• Brief 1:
Answer these questions using the comment thread.
(a) Which app does the thread recommend signing up on?
(b) What does the thread say Memrise is for?
(c) Which actor's movies does one commenter say they watch?
• Brief 2: Condense the paragraph of the comment thread beginning "Get yourself signed up on HelloTalk" into one shorter sentence that keeps its main points.
• Brief 3: List every online platform that the comment thread names as a resource for learning languages.

• Excerpt to read:
So you wanna learn Japanese, huh?
Get yourself signed up on HelloTalk. Most of the Japanese people appreciate it when you can make clear and understandable corrections to their English. If you can do that, you can find a language partner.
Same for any language.
Memrise for anki cards.
YouTube has Misa and other channels.
Much better than driving to a college, taking attendance, paying textbook monopoly prices, etc. You can learn sipping a tea on your porch or whatever. You can find other languages, too.
Nah, I just watch Pokemon and Babymetal videos and any movies with Toshiro Mifune.
https://www.youtube.com/watch?v=WIKqgE4BwAY
I learned Australian by watching Kevin Wilson and AC/DC videos.
@Algebe
It's also possible that Japanese people are traditionally more inclined to do what they're told, so social distancing guidelines might be obeyed more rigidly and by more people. How do most US residents take to being told to give up freedoms by their federal government?
It's just a subjective observation mind, the inference I'm drawing is purely anecdotal of course.
@ Garrett Smith
"No thanks to any lousy governors who seem bent on destroying the economy and possibly the entire financial system."
Perhaps Covid is a wake up call to those who love to live in a cruel, dog eat dog economy rather than a society. But then looking at your post I think the substitution of "economy" for "society" is so far ingrained we will find that Covids "boomer remover" and "Ethnic minority cleanser" will be cheered on by the libertarians and "economists" at large .
When will we all realise that an "economy"as you have presented it, like christianity, is based on a series of lies?

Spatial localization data
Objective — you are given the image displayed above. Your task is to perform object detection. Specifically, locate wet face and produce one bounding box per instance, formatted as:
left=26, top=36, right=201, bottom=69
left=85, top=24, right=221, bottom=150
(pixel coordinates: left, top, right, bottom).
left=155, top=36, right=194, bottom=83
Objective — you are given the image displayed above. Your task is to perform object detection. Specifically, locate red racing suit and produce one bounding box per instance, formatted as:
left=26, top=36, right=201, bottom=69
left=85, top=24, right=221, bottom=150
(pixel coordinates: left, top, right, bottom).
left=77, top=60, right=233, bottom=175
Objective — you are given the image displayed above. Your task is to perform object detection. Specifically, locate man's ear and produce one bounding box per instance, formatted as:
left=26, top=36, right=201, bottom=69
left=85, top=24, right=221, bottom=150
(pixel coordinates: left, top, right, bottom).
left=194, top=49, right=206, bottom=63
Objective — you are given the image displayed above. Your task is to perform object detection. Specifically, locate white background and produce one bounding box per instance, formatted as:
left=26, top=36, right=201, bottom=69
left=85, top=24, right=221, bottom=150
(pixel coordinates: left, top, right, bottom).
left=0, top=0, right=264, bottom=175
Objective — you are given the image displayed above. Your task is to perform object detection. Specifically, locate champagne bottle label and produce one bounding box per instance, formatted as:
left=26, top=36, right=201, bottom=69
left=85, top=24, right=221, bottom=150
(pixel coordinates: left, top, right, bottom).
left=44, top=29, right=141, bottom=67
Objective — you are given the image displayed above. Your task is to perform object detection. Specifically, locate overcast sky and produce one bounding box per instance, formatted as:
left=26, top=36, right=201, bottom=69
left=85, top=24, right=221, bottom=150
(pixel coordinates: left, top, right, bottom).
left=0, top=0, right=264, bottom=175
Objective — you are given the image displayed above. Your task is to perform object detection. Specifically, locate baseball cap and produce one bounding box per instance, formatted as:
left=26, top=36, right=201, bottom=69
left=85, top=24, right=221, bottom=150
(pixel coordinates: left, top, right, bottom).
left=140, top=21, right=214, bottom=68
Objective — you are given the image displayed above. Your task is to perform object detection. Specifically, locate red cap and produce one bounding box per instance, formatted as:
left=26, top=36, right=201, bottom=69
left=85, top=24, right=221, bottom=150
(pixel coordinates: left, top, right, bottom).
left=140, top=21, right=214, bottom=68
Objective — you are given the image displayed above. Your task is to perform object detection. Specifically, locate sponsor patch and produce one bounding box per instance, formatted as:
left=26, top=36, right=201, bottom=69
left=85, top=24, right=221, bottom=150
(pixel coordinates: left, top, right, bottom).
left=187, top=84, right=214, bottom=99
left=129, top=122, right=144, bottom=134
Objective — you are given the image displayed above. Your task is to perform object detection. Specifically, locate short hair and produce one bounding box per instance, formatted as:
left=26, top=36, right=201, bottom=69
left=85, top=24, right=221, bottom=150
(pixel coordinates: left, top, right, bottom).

• Response 1:
(a) HelloTalk
(b) Anki cards
(c) Toshiro Mifune

• Response 2: Sign up on HelloTalk, where making clear, understandable corrections to Japanese users' English, which most of them appreciate, can help you find a language partner.

• Response 3:
- HelloTalk
- Memrise
- YouTube